Entries from a point annotation set

** Start **

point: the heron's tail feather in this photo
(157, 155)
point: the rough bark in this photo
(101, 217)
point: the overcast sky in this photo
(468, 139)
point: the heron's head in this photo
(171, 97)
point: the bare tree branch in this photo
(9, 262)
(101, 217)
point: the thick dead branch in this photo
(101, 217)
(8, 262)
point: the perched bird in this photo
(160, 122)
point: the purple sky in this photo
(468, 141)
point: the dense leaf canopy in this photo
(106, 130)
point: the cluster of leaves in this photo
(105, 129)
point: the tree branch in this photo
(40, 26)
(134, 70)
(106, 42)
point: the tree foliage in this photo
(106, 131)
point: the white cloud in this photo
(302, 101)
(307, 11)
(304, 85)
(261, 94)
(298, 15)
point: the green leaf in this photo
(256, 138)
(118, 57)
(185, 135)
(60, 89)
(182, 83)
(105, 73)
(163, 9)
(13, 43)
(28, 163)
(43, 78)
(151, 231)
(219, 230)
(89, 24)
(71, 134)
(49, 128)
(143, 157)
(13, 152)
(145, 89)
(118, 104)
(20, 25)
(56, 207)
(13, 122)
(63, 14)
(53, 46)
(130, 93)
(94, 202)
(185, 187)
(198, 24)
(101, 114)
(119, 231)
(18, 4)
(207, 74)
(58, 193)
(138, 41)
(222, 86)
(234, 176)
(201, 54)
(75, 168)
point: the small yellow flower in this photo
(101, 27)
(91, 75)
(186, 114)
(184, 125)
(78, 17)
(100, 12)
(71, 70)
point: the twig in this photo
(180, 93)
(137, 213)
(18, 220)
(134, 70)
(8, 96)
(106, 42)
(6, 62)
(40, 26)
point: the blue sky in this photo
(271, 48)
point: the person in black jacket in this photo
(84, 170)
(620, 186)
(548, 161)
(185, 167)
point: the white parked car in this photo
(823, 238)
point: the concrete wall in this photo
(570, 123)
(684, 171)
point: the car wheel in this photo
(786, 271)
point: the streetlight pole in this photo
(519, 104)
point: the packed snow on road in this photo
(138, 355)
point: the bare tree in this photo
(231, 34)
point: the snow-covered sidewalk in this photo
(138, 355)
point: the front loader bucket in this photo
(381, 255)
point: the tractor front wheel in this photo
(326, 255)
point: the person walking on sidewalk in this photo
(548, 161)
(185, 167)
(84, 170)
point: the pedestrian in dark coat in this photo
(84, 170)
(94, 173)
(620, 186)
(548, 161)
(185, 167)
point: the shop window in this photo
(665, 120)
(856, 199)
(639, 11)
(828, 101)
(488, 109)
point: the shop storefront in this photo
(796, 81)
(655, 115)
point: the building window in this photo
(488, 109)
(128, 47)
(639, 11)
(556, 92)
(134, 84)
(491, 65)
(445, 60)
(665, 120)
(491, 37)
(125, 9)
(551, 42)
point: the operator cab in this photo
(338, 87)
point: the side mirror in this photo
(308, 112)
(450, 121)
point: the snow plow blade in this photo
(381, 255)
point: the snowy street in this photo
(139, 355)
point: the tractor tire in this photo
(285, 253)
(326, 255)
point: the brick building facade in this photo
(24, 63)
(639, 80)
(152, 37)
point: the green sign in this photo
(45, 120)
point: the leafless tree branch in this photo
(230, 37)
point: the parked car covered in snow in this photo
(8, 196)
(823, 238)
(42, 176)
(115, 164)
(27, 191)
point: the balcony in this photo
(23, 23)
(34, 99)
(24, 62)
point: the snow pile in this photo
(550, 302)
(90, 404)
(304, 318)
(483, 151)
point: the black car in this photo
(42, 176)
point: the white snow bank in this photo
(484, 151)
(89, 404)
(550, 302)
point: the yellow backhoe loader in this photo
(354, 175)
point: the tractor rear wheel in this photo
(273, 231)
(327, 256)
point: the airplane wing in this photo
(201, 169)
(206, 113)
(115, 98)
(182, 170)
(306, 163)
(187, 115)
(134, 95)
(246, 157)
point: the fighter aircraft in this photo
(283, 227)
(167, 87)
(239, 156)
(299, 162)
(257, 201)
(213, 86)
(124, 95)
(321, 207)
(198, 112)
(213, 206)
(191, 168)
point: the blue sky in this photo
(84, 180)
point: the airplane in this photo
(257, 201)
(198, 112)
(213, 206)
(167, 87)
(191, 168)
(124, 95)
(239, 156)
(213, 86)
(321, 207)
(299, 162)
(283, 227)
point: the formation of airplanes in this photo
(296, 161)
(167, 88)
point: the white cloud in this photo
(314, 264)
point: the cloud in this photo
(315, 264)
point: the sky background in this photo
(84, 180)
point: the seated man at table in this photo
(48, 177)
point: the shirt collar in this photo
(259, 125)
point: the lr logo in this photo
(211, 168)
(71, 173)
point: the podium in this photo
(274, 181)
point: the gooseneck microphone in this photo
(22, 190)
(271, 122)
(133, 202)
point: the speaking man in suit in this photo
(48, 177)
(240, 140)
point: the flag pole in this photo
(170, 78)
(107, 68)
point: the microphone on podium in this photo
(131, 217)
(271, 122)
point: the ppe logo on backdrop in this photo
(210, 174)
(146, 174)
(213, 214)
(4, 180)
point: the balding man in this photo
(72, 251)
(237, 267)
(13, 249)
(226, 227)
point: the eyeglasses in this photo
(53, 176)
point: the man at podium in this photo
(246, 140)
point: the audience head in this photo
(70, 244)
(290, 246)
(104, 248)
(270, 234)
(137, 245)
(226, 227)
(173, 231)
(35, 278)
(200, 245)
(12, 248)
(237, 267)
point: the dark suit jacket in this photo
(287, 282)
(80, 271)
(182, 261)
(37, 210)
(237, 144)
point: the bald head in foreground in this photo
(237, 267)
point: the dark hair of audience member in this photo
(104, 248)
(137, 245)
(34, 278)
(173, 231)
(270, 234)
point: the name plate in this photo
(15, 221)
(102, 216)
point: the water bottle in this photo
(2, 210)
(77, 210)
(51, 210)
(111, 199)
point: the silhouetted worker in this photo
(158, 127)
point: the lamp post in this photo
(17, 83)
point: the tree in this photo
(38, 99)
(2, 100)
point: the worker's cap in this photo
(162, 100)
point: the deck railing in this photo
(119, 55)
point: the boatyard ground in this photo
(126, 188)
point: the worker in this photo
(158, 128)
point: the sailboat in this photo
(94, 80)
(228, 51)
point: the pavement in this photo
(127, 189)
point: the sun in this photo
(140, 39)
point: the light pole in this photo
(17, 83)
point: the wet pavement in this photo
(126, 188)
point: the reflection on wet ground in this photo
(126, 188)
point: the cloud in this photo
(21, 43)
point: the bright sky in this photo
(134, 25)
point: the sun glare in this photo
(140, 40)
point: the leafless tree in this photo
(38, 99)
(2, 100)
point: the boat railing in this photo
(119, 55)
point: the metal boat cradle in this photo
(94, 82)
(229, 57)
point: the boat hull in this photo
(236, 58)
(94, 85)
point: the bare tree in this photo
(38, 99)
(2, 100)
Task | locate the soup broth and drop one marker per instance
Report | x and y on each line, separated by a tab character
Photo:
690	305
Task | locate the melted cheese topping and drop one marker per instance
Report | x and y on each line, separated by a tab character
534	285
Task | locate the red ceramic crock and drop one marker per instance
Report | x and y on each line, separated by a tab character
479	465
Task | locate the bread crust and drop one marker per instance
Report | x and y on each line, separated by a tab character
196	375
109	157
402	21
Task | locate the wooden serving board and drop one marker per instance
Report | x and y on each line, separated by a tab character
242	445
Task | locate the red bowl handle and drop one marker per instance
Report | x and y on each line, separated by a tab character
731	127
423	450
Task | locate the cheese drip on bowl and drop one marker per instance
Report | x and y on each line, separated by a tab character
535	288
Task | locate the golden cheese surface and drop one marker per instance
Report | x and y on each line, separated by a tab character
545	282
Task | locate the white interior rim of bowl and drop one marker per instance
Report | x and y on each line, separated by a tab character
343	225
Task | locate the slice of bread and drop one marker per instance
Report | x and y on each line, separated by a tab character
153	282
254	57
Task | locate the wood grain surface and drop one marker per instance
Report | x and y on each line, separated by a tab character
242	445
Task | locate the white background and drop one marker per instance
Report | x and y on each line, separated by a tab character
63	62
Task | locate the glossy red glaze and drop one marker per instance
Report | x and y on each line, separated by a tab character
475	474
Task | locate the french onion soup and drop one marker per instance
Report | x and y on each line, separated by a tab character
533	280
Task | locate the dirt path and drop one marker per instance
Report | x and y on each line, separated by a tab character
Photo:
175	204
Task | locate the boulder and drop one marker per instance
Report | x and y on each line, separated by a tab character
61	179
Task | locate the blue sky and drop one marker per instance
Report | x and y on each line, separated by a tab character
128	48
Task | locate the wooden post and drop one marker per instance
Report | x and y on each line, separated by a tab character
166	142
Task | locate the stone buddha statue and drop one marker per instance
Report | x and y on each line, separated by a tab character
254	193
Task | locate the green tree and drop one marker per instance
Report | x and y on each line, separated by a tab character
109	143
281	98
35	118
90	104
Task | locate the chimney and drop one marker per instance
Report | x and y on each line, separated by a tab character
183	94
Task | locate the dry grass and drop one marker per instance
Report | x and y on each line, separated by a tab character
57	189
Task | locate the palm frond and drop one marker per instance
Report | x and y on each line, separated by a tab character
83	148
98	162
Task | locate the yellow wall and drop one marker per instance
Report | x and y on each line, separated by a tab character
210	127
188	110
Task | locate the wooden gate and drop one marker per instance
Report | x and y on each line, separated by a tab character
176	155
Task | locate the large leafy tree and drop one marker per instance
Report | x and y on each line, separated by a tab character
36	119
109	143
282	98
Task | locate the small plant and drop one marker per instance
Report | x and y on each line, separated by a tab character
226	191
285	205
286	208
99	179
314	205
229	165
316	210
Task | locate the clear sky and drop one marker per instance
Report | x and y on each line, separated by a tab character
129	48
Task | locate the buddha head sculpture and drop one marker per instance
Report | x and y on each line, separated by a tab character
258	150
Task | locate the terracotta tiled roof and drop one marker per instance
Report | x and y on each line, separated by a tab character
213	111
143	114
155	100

** End **

*WHAT IS ASKED*: Return exactly the lines from the line bearing "Task | locate the stone" to the end of the records, inclusive of both; include no other lines.

*SOLUTION FOR THIS TASK*:
Task | locate the stone buddha statue and drop one marker per instance
Report | x and y on each line, separated by a tab character
254	193
Task | locate the green tree and drop one marker per instance
Report | x and y on each line, separated by a tab character
109	143
281	98
35	118
90	104
Task | locate the chimney and drop one marker per instance
Report | x and y on each line, separated by a tab character
183	94
Task | locate the dry grass and drop one marker per instance
Report | x and y on each line, separated by a tab character
57	189
Task | locate the palm frond and drop one marker per instance
Report | x and y on each line, separated by a tab character
83	148
98	162
Task | locate the yellow wall and drop one marker per instance
Report | x and y on each line, separated by a tab character
210	127
188	110
Task | locate the wooden gate and drop one marker per instance
Report | x and y on each line, separated by a tab character
176	155
Task | locate the large leafy tree and drop one marker per instance
Report | x and y on each line, separated by a tab character
36	119
109	143
282	98
Task | locate the small plant and drop one marker per instance
Report | x and y on each line, separated by a tab character
226	191
285	205
286	208
99	179
314	205
229	165
316	210
Task | locate the clear sky and drop one marker per instance
Report | x and y on each line, separated by a tab character
129	48
Task | locate the buddha head sculpture and drop one marker per instance
Report | x and y on each line, separated by a tab character
258	150
Task | locate the terracotta tiled roof and drop one marker per instance
Report | x and y on each line, separated by a tab character
213	111
143	114
155	100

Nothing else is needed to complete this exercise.